▶ _Exercise brief_
Could you return the lines below exactly, from the first line up to and including the line that holds "the form (136,707)."?

▶ _Record set_
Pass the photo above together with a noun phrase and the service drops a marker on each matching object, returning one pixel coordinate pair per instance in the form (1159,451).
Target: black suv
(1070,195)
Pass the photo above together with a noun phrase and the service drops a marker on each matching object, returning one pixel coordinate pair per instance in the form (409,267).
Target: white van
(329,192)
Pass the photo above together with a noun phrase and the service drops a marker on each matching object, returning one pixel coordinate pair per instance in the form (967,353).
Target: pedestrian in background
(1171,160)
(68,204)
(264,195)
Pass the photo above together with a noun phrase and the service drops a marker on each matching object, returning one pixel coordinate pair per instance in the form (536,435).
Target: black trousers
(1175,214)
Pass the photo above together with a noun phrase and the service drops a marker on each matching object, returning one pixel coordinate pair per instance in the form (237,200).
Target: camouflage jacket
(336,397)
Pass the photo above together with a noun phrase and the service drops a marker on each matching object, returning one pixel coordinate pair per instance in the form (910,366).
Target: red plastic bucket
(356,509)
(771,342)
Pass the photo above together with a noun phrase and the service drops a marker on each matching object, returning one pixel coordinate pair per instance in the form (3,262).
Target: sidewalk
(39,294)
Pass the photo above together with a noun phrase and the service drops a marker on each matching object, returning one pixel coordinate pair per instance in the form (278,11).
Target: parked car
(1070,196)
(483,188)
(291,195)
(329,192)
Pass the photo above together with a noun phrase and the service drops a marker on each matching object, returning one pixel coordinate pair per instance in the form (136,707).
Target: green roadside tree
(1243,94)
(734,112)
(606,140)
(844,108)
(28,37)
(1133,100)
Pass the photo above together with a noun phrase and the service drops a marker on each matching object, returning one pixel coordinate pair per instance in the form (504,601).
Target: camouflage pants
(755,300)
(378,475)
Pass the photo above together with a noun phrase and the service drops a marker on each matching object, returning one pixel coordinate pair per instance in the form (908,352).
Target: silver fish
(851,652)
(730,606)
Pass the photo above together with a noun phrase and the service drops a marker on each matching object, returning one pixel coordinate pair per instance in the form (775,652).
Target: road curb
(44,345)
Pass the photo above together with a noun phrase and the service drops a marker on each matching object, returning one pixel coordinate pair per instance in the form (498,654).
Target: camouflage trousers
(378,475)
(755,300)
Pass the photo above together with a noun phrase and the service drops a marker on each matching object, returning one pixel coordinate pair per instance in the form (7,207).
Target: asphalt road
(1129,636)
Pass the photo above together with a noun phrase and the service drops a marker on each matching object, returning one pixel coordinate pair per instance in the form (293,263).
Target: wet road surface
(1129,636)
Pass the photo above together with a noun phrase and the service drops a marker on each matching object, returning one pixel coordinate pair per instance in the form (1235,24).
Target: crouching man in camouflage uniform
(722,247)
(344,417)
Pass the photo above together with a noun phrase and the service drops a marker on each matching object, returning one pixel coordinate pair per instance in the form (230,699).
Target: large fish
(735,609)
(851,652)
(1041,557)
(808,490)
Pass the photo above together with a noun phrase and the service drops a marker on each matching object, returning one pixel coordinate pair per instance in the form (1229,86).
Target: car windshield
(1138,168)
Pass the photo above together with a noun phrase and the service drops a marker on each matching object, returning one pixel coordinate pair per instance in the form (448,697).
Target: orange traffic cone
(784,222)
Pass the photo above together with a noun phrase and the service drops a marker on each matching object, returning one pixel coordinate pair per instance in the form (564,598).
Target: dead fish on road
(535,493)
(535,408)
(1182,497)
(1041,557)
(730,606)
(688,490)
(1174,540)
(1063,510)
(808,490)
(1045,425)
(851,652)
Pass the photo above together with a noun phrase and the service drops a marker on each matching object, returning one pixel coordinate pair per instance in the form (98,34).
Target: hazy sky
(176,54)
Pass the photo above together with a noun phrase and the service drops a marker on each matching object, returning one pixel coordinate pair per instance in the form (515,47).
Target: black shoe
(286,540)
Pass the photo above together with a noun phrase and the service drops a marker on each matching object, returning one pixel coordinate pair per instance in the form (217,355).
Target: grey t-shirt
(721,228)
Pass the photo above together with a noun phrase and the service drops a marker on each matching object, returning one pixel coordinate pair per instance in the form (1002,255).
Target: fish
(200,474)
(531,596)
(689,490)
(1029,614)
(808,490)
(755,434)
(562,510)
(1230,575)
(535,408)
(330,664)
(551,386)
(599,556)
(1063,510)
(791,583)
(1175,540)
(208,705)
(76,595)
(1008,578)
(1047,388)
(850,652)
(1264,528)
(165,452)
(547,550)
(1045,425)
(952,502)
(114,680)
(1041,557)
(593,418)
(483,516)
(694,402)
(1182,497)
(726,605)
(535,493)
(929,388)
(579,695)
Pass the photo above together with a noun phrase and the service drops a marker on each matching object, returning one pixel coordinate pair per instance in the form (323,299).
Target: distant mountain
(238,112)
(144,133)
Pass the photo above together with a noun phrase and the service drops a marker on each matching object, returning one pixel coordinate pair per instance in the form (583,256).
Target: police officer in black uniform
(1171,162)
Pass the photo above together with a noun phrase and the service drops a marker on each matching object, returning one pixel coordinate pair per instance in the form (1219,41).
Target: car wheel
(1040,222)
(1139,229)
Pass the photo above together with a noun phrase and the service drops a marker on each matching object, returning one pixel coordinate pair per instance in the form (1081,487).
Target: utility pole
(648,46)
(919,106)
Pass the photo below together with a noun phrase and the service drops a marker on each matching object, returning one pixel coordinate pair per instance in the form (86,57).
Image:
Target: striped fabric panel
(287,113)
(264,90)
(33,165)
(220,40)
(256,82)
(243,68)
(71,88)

▶ _Final answer_
Pass the photo above together with a noun phrase and the service drops a marker on each matching object, returning one pixel coordinate pair per instance in the form (1159,451).
Target: black suv
(1070,195)
Pass the photo above together with a noun phrase and the service drops a marker on each matching object, returning one pixel coordinate pair per instance in the form (409,267).
Target: white van
(329,192)
Pass the photo above together with a noun phrase and the service drops a marker on each matching object, returning one pixel coordinate pair per instance in the form (967,353).
Target: pedestrian in background
(1171,160)
(68,204)
(264,195)
Pass the photo above together with a noun phrase and the service drops a marker on each matching object, returning one pixel coordinate pair per instance in the form (536,435).
Target: black trousers
(1175,214)
Pass the photo above together with a noun phrase and the service drops a marker on each matching object, returning one pixel coordinate pair per instance in the form (237,200).
Target: camouflage jacket
(336,397)
Pass the photo above together with a noun phrase and the service drops a marker on each matching object, returning one pixel coordinate pair per instance in the form (910,366).
Target: red plastic bucket
(356,509)
(771,342)
Pass the photo above together with a noun phrase and the service drops a marker on each matching object, returning one pixel coordinate pair per instance in the form (3,262).
Target: sidewalk
(39,294)
Pass the photo above together with a noun phrase and the service drops a marker on each matching object, returning one pixel coordinate pair per instance in the form (278,11).
Target: parked car
(1070,196)
(483,188)
(291,195)
(329,192)
Pass the photo above together with a noun phrase and the service drops a marker on each matching object, returning one pixel coordinate pair per instance in the form (136,707).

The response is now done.